» EXTRACTED MATERIAL

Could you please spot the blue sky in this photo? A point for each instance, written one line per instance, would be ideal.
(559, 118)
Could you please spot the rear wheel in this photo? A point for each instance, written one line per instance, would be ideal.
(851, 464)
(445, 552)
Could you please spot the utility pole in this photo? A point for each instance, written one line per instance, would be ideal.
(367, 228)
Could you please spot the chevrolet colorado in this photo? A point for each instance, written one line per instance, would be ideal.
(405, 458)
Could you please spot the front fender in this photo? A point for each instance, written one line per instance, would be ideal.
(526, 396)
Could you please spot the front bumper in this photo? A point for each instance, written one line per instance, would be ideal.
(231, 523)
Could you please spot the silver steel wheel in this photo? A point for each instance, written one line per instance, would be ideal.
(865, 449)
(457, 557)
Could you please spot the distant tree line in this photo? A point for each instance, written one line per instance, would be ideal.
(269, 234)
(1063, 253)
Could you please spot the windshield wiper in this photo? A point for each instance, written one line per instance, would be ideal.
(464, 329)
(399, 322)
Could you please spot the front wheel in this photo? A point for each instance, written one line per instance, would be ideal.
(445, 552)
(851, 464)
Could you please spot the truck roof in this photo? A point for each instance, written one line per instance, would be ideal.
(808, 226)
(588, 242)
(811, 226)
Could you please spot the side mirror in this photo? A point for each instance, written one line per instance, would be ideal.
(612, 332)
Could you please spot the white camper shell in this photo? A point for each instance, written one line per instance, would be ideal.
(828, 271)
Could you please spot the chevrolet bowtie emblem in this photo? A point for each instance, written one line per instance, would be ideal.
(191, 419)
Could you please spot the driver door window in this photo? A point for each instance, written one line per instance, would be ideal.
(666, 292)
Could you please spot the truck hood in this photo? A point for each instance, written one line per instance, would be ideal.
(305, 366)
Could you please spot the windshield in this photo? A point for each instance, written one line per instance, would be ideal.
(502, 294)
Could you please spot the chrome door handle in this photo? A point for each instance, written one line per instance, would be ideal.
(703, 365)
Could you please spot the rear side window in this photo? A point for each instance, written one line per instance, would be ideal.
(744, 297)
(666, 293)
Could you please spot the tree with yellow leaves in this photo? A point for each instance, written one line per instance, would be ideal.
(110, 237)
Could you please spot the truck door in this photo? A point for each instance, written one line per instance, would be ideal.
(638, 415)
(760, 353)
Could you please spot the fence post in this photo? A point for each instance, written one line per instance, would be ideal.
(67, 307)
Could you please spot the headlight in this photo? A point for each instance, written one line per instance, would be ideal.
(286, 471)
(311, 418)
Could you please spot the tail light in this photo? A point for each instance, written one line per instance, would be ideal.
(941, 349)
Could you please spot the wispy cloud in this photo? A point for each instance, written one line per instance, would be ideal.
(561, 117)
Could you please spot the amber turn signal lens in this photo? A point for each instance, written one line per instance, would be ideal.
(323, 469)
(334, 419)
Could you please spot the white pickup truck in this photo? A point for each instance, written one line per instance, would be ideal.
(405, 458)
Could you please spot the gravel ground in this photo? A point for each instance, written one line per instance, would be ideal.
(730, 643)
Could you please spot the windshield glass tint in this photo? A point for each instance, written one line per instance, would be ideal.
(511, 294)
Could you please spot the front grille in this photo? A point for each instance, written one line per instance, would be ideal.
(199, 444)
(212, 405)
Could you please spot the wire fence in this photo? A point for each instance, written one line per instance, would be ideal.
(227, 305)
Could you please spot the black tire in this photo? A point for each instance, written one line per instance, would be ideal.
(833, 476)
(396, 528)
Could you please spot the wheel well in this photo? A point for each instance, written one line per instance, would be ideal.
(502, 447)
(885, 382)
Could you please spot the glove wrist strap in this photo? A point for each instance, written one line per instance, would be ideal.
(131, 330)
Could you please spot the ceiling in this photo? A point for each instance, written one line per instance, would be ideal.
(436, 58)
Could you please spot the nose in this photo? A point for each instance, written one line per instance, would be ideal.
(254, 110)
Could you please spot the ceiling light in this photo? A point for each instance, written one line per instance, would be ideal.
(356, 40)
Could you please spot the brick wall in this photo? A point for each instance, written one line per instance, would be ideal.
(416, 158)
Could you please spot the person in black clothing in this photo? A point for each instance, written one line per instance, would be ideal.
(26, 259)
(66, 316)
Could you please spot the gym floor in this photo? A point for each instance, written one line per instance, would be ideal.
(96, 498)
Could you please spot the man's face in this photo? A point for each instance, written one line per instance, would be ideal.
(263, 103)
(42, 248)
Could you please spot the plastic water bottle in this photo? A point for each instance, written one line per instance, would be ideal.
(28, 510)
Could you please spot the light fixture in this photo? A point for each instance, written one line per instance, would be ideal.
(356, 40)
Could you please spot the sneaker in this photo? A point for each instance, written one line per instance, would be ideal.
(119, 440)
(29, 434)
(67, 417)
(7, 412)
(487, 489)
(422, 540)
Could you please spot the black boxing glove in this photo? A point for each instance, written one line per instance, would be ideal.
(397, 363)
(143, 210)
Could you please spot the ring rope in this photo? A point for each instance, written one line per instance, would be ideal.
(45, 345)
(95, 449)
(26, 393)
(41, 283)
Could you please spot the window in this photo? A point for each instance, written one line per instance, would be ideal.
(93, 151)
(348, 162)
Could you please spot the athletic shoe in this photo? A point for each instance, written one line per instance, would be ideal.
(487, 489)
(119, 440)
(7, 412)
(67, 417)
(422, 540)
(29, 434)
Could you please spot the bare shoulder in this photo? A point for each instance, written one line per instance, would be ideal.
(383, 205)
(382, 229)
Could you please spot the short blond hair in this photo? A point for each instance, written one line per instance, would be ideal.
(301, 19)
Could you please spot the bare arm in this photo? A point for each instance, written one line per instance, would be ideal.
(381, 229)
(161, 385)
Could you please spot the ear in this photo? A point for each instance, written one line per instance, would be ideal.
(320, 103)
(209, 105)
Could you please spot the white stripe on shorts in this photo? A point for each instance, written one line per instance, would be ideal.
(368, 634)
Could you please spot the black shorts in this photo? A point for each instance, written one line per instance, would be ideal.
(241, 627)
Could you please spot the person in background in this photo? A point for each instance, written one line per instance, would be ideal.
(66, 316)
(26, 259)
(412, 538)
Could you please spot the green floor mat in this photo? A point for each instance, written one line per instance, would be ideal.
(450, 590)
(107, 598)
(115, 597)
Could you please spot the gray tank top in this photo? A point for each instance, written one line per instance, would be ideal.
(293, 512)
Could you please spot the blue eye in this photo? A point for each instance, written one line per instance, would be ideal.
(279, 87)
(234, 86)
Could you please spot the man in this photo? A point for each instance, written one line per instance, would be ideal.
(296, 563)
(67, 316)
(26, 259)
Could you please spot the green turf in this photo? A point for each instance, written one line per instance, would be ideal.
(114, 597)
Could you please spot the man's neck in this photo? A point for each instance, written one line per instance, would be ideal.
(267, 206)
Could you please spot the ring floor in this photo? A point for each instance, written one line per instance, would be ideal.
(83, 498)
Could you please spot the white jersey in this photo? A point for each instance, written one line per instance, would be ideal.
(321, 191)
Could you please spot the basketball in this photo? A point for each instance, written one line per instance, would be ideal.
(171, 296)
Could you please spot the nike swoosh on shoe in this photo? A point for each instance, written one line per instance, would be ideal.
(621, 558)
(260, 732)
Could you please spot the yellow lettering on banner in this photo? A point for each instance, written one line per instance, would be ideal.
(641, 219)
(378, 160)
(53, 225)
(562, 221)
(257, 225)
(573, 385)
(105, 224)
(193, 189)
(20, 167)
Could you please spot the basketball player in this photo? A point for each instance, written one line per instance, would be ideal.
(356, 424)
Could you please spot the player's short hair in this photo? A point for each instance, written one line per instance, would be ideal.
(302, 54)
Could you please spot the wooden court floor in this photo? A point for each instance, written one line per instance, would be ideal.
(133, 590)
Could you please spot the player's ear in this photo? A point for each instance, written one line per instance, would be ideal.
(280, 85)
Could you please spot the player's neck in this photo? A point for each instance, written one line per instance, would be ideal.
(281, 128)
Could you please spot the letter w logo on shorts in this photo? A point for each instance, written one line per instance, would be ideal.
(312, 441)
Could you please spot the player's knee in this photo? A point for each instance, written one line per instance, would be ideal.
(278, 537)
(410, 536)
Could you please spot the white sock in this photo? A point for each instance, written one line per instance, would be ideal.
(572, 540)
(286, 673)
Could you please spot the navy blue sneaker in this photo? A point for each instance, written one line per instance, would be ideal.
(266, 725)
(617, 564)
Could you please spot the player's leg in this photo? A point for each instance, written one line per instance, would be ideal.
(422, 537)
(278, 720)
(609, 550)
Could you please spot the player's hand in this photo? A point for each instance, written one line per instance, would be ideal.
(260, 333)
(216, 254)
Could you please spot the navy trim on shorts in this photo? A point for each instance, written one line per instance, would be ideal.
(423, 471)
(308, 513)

» TO DO
Repeat exactly the lines from the line containing "Could you please spot the navy blue" through the end of the listing above; both boundary lines are part of the output.

» EXERCISE SOLUTION
Could you please spot the navy blue sneaker in this photo? A point for each instance, written one line per instance, would be ideal.
(266, 725)
(617, 564)
Could you please spot the player's leg in this photo? A point for each instance, written one line per instance, would be ideal.
(422, 537)
(278, 720)
(609, 550)
Could you please spot the player's hand in this photo? A point for each instance, written one line per instance, would be ideal.
(260, 333)
(216, 254)
Could you please spot the navy trim on shorts in this photo? A point for each instance, written one line per instance, would be ideal.
(423, 471)
(308, 513)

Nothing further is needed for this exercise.